● **Aim**
Update the listing below by replacing "Pinpoint" with "Locate" wherever it occurs, leaving everything else unchanged.

··· Available records

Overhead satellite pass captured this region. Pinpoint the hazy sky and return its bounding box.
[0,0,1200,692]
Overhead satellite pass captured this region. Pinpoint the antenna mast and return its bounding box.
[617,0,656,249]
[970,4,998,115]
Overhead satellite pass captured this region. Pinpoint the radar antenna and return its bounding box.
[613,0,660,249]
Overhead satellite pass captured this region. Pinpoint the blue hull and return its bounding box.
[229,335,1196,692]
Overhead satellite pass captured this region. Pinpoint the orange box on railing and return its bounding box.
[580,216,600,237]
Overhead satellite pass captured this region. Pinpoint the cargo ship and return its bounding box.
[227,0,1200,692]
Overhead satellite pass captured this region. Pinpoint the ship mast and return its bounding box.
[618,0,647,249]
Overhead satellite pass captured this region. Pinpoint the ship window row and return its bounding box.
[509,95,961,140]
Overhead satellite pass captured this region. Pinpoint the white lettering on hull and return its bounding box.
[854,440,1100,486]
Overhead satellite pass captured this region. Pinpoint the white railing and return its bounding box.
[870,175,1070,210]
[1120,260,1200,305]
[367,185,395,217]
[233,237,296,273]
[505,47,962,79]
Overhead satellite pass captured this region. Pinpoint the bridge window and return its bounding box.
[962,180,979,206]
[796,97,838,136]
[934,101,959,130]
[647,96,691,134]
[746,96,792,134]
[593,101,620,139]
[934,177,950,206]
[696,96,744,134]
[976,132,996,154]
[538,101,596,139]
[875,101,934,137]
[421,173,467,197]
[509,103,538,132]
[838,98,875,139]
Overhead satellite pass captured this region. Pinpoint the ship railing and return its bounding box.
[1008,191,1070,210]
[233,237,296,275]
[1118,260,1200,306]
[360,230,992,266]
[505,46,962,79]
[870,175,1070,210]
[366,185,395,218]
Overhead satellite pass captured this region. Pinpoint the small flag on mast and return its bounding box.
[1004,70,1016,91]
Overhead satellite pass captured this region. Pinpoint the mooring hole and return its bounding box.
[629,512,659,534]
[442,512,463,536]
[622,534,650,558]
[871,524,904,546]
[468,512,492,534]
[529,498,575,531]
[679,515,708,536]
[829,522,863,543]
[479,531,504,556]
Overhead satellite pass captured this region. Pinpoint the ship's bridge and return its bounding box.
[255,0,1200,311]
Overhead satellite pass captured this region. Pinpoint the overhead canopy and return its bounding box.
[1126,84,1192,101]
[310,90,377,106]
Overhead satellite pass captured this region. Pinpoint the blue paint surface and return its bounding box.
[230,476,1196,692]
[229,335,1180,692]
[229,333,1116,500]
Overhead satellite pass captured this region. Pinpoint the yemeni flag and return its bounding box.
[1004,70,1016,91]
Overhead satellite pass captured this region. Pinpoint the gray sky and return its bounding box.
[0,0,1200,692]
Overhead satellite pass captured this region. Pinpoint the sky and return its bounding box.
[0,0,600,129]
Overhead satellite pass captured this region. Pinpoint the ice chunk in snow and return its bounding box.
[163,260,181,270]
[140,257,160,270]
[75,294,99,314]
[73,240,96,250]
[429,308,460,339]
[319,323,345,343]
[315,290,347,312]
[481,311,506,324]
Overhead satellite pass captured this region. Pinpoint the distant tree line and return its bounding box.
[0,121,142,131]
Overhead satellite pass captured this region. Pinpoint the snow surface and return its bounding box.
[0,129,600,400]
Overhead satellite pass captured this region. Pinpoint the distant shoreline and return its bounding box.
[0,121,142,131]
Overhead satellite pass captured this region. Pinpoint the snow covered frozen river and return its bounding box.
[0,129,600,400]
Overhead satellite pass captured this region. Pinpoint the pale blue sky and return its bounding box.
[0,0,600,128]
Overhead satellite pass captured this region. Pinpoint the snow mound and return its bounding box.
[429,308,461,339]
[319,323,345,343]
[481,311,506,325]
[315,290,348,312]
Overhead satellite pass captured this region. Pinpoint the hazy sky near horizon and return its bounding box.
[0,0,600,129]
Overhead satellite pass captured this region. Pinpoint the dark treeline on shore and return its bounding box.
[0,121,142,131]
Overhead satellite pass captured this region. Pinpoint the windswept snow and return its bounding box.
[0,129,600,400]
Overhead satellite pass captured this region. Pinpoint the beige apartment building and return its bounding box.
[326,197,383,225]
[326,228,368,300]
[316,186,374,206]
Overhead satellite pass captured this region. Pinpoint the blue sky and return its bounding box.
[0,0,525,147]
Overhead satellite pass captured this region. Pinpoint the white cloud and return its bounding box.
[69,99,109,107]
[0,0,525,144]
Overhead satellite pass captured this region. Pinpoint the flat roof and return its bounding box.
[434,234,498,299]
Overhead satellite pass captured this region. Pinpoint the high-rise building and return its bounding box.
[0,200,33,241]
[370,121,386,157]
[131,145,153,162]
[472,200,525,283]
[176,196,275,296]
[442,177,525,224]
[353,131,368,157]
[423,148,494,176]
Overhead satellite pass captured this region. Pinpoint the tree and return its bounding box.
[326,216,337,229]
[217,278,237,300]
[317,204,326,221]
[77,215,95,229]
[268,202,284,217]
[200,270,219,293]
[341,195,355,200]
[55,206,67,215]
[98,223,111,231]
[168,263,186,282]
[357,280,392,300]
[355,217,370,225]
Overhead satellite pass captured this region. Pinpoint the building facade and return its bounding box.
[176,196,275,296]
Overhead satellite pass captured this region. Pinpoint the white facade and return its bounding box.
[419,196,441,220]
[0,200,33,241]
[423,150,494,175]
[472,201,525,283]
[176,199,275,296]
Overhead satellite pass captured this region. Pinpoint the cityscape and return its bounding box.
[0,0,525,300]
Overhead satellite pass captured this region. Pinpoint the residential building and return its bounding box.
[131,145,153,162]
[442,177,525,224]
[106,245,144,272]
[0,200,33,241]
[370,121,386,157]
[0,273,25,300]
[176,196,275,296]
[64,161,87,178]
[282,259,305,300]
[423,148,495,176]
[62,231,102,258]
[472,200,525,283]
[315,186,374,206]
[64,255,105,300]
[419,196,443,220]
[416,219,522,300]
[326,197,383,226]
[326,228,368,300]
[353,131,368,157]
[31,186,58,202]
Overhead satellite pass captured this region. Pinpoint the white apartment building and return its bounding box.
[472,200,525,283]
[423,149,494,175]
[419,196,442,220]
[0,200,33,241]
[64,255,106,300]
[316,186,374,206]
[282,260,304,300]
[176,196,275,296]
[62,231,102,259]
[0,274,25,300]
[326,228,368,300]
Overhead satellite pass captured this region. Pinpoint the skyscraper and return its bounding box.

······

● **Problem solution**
Overhead satellite pass captured this region. Locate the hazy sky and return its bounding box.
[0,0,1200,692]
Overhead satellite pass captured this region. Locate the antenna mast and return its bounding box.
[617,0,656,249]
[970,4,998,115]
Overhead satellite pass captured this region. Locate the radar antenna and return its bounding box.
[613,0,660,249]
Overhead satellite pass captured this region. Locate the blue hull and return its bounding box.
[229,335,1196,692]
Overhead satellite pass captured this region. Locate the orange box on railing and return its bounding box.
[580,216,600,237]
Overhead satellite pass captured this region. Locate the cargo ship and return its bounding box.
[227,0,1200,692]
Overhead satellite pass captured this region. Locate the ship mast and return its bounding box.
[618,0,647,249]
Overhead satellite pass captured this region. Locate the ship window row and return its bounding box.
[509,95,961,140]
Overhead satellite pass captured this region. Locate the white lettering on hull and return its bounding box.
[854,440,1100,486]
Overhead satellite pass captured this region. Locate the white railing and return its bounding box.
[870,175,1070,210]
[1120,260,1200,305]
[367,185,395,217]
[233,237,296,273]
[505,47,962,79]
Overhead satellite pass captured this region. Locate the bridge window and return its bounding box.
[962,180,979,206]
[796,97,838,136]
[934,101,959,130]
[647,96,691,134]
[746,96,792,134]
[593,101,620,139]
[934,177,950,206]
[696,96,744,134]
[976,132,996,154]
[538,101,596,139]
[875,101,934,137]
[421,173,467,197]
[509,103,538,132]
[838,98,875,139]
Overhead satellite pass captured this region. Locate the ship railing and return its bounding box.
[1008,191,1070,210]
[233,237,296,275]
[1118,260,1200,306]
[360,230,992,266]
[505,46,962,79]
[870,175,1070,210]
[366,185,395,218]
Overhead satellite pass captured this region. Locate the small flag on mast and return its bounding box.
[1004,70,1016,91]
Overhead satellite pass captured this region. Locate the mooring hole and return its bounding box.
[629,512,659,534]
[442,512,463,536]
[622,534,650,558]
[871,524,904,546]
[468,512,492,534]
[529,498,575,531]
[679,515,708,536]
[829,522,863,543]
[479,531,504,556]
Overhead satellite pass captured this region. Locate the ship's bridge and return its bounding box.
[255,0,1200,311]
Overhead satellite pass captured this region. Locate the overhead canopy and return its bounding box.
[1126,84,1192,101]
[310,90,377,106]
Overhead satellite pass captured this region. Locate the blue paint surface and return its bounding box.
[230,476,1196,692]
[229,335,1180,692]
[229,333,1116,500]
Overhead satellite pass captured this region. Locate the yemeni flag and return its bounding box.
[1004,70,1016,91]
Overhead satellite pass captured this region. Locate the gray sky and return its bounding box.
[0,0,1200,692]
Overhead satellite pass captured this region. Locate the sky and return its bounding box.
[0,0,600,129]
Overhead satellite pass captured this region. Locate the ice chunk in snow and return its bounding box.
[163,260,181,270]
[140,257,160,270]
[75,294,99,314]
[73,240,96,250]
[429,308,460,339]
[319,323,345,343]
[315,290,347,312]
[481,311,506,324]
Overhead satellite pass captured this region. Locate the distant tree line and return its bounding box.
[0,121,142,131]
Overhead satellite pass captured this region. Locate the snow surface and return its bounding box.
[0,129,600,400]
Overhead satellite pass captured this region. Locate the distant shoreline and return its bounding box.
[0,121,142,131]
Overhead satellite pass captured this region. Locate the snow covered frozen river and return its bounding box.
[0,129,600,400]
Overhead satellite pass captured this region. Locate the pale blue sky and return its bounding box.
[0,0,600,128]
Overhead satellite pass captured this region. Locate the snow mound and return its bounding box.
[429,308,461,339]
[319,323,345,343]
[481,311,506,325]
[315,290,348,312]
Overhead satellite pass captured this region. Locate the hazy sky near horizon and return its bounding box.
[0,0,600,129]
Overhead satellite pass captured this region. Locate the dark treeline on shore and return its bounding box.
[0,121,142,131]
Overhead satellite pass captured this region. Locate the windswept snow and return its bounding box.
[0,129,600,400]
Overhead satellite pass captured this region. Locate the beige apartment building and return its bounding box.
[326,197,383,225]
[326,228,368,300]
[316,186,374,206]
Overhead satellite pass captured this region. Locate the blue sky and return its bounding box.
[0,0,525,147]
Overhead satellite pass captured this region. Locate the white cloud and return its bounding box.
[69,99,109,107]
[0,0,525,144]
Overhead satellite pass captured this region. Locate the flat roof and return its bounding box.
[434,234,498,299]
Overhead satellite pass captured this region. Locate the high-rise building and return its bounding box.
[0,200,33,241]
[370,121,386,157]
[131,145,153,162]
[472,200,525,283]
[176,196,275,296]
[442,177,525,224]
[353,131,368,157]
[423,148,494,176]
Overhead satellite pass captured this region. Locate the tree and return its bounding box.
[326,216,337,229]
[217,278,237,300]
[317,204,326,221]
[77,215,95,229]
[268,202,284,217]
[200,270,219,293]
[341,195,355,200]
[55,206,67,215]
[98,223,111,231]
[168,263,186,282]
[357,280,392,300]
[355,217,370,225]
Overhead satellite pass captured this region. Locate the building facade and return its bounding box.
[176,196,275,296]
Overhead satellite pass captured this region. Locate the white facade and return its bounding box.
[419,196,441,220]
[0,200,33,241]
[423,150,494,175]
[472,201,525,283]
[176,199,275,296]
Overhead satellite pass captured this region. Locate the cityscape and return its bounding box.
[0,0,525,300]
Overhead satellite pass captured this region. Locate the residential building and return its bounding box.
[131,145,153,162]
[442,177,525,224]
[106,245,144,272]
[0,200,33,241]
[370,121,386,157]
[0,273,25,300]
[176,196,275,296]
[64,161,87,178]
[282,259,305,300]
[423,148,495,176]
[62,231,102,258]
[472,200,525,283]
[315,186,374,206]
[64,255,105,300]
[419,196,443,220]
[416,219,522,300]
[326,197,383,226]
[326,228,368,300]
[353,131,368,157]
[31,186,58,202]
Overhead satellite pass captured this region. Locate the white apartment building and return its bounding box.
[472,200,525,283]
[423,149,494,175]
[419,196,442,220]
[0,200,33,241]
[64,255,106,300]
[316,186,374,206]
[282,260,304,300]
[176,196,275,296]
[62,231,102,259]
[0,274,25,300]
[326,228,368,300]
Overhead satellite pass captured this region. Locate the skyscraper and return its bounding box.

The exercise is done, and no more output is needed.